--- start of RECORDS FOR THIS TASK ---
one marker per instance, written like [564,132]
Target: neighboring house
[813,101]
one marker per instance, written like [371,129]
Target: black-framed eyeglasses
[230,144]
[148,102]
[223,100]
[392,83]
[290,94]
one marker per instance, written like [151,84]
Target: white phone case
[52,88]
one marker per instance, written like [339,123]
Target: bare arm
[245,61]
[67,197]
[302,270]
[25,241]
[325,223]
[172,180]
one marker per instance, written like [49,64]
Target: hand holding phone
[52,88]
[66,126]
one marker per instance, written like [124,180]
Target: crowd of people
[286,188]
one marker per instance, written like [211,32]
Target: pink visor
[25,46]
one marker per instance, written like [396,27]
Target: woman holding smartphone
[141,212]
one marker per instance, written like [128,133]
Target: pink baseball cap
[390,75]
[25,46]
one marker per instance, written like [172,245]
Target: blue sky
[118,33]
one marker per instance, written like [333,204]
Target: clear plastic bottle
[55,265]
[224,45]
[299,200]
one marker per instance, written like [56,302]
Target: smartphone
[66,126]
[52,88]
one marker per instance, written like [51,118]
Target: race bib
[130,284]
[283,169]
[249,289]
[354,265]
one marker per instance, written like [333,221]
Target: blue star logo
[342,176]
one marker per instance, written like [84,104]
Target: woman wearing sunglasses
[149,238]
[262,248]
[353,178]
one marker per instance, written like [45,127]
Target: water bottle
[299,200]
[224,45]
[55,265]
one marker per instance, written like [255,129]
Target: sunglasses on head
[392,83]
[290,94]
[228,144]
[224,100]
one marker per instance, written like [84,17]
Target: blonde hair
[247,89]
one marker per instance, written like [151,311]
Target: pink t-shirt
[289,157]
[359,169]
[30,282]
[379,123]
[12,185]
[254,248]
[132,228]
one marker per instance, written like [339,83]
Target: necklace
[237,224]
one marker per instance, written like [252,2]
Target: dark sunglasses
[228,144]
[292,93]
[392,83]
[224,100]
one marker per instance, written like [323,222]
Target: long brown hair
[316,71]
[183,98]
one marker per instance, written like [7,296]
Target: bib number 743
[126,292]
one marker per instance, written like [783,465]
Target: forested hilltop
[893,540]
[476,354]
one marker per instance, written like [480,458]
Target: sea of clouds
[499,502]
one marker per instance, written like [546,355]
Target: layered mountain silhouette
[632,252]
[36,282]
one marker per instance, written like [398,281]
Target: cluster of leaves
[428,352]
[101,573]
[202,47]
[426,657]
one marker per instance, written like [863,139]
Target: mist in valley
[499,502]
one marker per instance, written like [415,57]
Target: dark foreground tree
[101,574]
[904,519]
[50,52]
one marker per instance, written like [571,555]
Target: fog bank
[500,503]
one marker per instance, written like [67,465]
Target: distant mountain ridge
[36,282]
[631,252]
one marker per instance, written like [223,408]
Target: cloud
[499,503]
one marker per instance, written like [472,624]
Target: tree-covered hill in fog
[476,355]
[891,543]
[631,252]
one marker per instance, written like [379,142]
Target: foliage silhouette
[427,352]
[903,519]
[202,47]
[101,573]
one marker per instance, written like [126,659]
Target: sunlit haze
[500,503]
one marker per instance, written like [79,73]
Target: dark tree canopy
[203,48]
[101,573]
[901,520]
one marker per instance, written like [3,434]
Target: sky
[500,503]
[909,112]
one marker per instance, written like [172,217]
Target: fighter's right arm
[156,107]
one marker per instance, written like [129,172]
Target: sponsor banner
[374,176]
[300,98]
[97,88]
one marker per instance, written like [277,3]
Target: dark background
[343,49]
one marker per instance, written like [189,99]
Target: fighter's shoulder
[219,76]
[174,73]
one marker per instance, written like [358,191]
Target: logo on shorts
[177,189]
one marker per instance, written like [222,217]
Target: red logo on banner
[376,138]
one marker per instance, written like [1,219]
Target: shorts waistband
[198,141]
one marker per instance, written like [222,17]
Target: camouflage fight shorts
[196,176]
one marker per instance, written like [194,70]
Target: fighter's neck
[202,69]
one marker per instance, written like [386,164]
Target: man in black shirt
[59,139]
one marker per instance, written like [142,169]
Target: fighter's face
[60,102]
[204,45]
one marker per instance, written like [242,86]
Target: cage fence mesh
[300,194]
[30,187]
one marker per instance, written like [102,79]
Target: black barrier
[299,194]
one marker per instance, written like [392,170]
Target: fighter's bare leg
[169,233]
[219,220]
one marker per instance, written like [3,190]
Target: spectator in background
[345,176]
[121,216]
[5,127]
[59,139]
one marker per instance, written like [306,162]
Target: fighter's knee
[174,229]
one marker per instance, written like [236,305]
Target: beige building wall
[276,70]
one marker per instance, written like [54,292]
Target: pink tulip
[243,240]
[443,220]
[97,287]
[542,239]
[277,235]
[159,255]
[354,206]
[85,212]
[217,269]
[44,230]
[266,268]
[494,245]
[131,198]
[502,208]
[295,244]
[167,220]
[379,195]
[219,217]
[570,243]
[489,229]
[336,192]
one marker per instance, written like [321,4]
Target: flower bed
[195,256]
--- end of RECORDS FOR THIS TASK ---
Go through the listing and print each line exactly as it appears.

--- SOLUTION FOR THIS TASK ---
one marker per instance, written like [564,132]
Target: neighboring house
[813,101]
one marker per instance, written like [371,129]
Target: black-framed eyeglasses
[230,144]
[148,102]
[223,100]
[392,83]
[290,94]
one marker per instance, written like [151,84]
Target: white phone case
[52,88]
one marker per instance, written like [339,123]
Target: bare arm
[245,61]
[67,197]
[302,270]
[25,241]
[325,223]
[172,180]
one marker per instance, written like [49,64]
Target: hand holding phone
[52,88]
[66,126]
one marker per instance, written like [124,180]
Target: crowd of people
[286,188]
one marker per instance, written like [211,32]
Target: pink visor
[25,46]
one marker per instance, written like [396,27]
Target: woman holding smartphone
[141,212]
one marker per instance, written like [128,133]
Target: pink baseball cap
[390,75]
[25,46]
one marker per instance, written like [172,245]
Target: blue sky
[118,33]
one marker per instance, written like [333,204]
Target: clear plastic bottle
[55,265]
[224,45]
[299,200]
one marker per instance, written like [56,302]
Target: smartphone
[66,126]
[52,88]
one marker per instance, written like [51,118]
Target: race bib
[130,284]
[283,169]
[249,289]
[354,265]
one marker per instance, written like [333,221]
Target: blue star logo
[342,176]
one marker per instance, written like [84,104]
Target: woman wearing sunglasses
[149,238]
[262,248]
[353,178]
one marker per instance, written like [45,127]
Target: water bottle
[299,200]
[224,45]
[55,265]
one marker per instance, written like [255,129]
Target: sunglasses on head
[392,83]
[290,94]
[228,144]
[224,100]
one marker per instance, written like [84,17]
Target: blonde hair
[247,89]
one marker per instance, written like [151,311]
Target: pink t-shirt
[289,157]
[359,169]
[30,282]
[379,123]
[12,185]
[254,248]
[132,228]
one marker per instance, written like [339,83]
Target: necklace
[237,224]
one marker per instance, written like [252,2]
Target: dark sunglasses
[228,144]
[292,93]
[392,83]
[224,100]
one marker per instance, written like [323,222]
Target: long brown hair
[316,71]
[183,98]
one marker per instance, written like [7,296]
Target: bib number 743
[126,292]
one marker per instance, written like [783,465]
Target: forested hilltop
[893,540]
[476,354]
one marker per instance, written like [480,458]
Target: sea of clouds
[499,502]
one marker per instance, written like [546,355]
Target: layered mountain silhouette
[632,252]
[36,282]
one marker per instance, written like [398,281]
Target: cluster of leaves
[428,352]
[101,573]
[202,47]
[426,657]
one marker per instance, written like [863,139]
Target: mist in valley
[499,502]
one marker per instance, written like [415,57]
Target: dark foreground tree
[101,574]
[904,519]
[50,52]
one marker per instance, written like [571,555]
Target: fog bank
[500,503]
one marker per instance, written like [67,465]
Target: distant mountain ridge
[36,282]
[631,252]
one marker per instance, written like [223,408]
Target: cloud
[499,503]
one marker per instance, written like [472,624]
Target: tree-covered hill in fog
[476,355]
[891,543]
[631,252]
one marker per instance, written like [379,142]
Target: foliage silhouette
[427,352]
[903,519]
[202,47]
[101,573]
one marker per instance, written like [126,659]
Target: sunlit haze
[500,503]
one marker per instance, written like [79,73]
Target: dark tree canopy
[203,48]
[101,573]
[901,520]
one marker per instance, written like [3,434]
Target: sky
[500,503]
[909,112]
one marker per instance, written like [172,217]
Target: fighter's right arm
[156,107]
one marker per instance, written like [129,172]
Target: sponsor banner
[374,176]
[300,98]
[97,88]
one marker per instance, written like [277,3]
Target: dark background
[343,49]
one marker per instance, written like [189,99]
Target: fighter's shoulder
[219,76]
[174,73]
one marker per instance, written like [358,191]
Target: logo on shorts
[177,189]
one marker per instance, written like [222,217]
Target: red logo on banner
[376,138]
one marker per instance, written like [1,219]
Target: shorts waistband
[198,141]
one marker per instance, written like [222,17]
Target: camouflage fight shorts
[196,176]
one marker per instance, written like [194,70]
Target: fighter's neck
[202,69]
one marker per instance, written like [386,164]
Target: man in black shirt
[59,139]
one marker per instance, written like [142,169]
Target: fighter's face
[60,102]
[204,45]
one marker per instance, written like [242,86]
Target: cage fence mesh
[300,194]
[30,187]
one marker per instance, written like [102,79]
Target: black barrier
[299,194]
one marker per instance, written like [392,170]
Target: fighter's bare leg
[169,233]
[219,220]
one marker per instance, written like [3,190]
Target: spectator in background
[345,176]
[121,216]
[5,127]
[59,139]
one marker per instance, written like [306,162]
Target: fighter's knee
[174,229]
one marker per instance, written like [236,305]
Target: beige building wall
[276,70]
one marker per instance, written like [54,292]
Target: pink tulip
[243,240]
[443,220]
[97,287]
[542,239]
[277,235]
[159,255]
[354,206]
[85,212]
[217,269]
[44,230]
[266,268]
[494,245]
[131,198]
[502,208]
[295,244]
[167,220]
[379,195]
[219,217]
[570,243]
[489,229]
[336,192]
one marker per instance, written like [321,4]
Target: flower bed
[195,256]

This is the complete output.